◆ Assigned task
Here, the job is to give back every entry below unchanged, omitting pictures.

◆ Supplied entries
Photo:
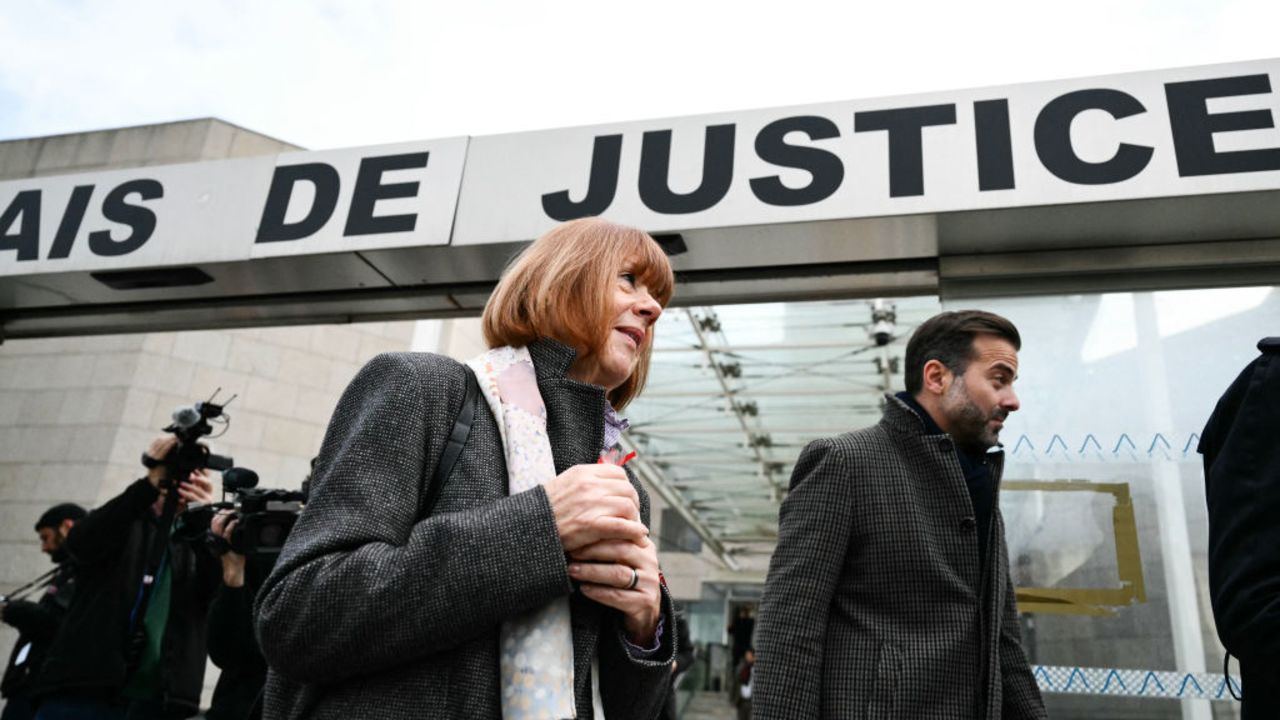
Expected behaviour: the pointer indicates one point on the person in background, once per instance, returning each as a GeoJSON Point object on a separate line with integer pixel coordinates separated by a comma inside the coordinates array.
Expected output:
{"type": "Point", "coordinates": [37, 621]}
{"type": "Point", "coordinates": [680, 668]}
{"type": "Point", "coordinates": [1240, 446]}
{"type": "Point", "coordinates": [91, 673]}
{"type": "Point", "coordinates": [888, 593]}
{"type": "Point", "coordinates": [745, 683]}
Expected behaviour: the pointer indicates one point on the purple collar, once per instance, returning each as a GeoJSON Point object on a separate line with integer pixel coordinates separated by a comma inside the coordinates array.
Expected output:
{"type": "Point", "coordinates": [613, 425]}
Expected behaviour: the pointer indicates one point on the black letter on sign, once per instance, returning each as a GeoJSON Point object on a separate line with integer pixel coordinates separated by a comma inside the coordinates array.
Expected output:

◆ Result for this exercise
Photo:
Expected behaviour: the pointer indicates one point on the person in background, once per instance, returning each as a GeoJSON Point object on a separate line with integer pixel coordinates separated by a comma inside the coordinates array.
Expected output:
{"type": "Point", "coordinates": [37, 621]}
{"type": "Point", "coordinates": [680, 668]}
{"type": "Point", "coordinates": [1240, 446]}
{"type": "Point", "coordinates": [91, 673]}
{"type": "Point", "coordinates": [888, 593]}
{"type": "Point", "coordinates": [745, 683]}
Expected behaviour: the pointer indicates one point on the purple collar, once per instance, returning each as a GeoJSON Point object on a separate line with integer pixel coordinates separated by a comma inside the coordinates array.
Expected output:
{"type": "Point", "coordinates": [613, 425]}
Expected behaviour: the pointer indicates one point on the black letter on sign, once per instance, returning each as a GeoJSON Point object on a separate line with integer pixel coordinates separated by a comma inside the coordinates array.
Expected output:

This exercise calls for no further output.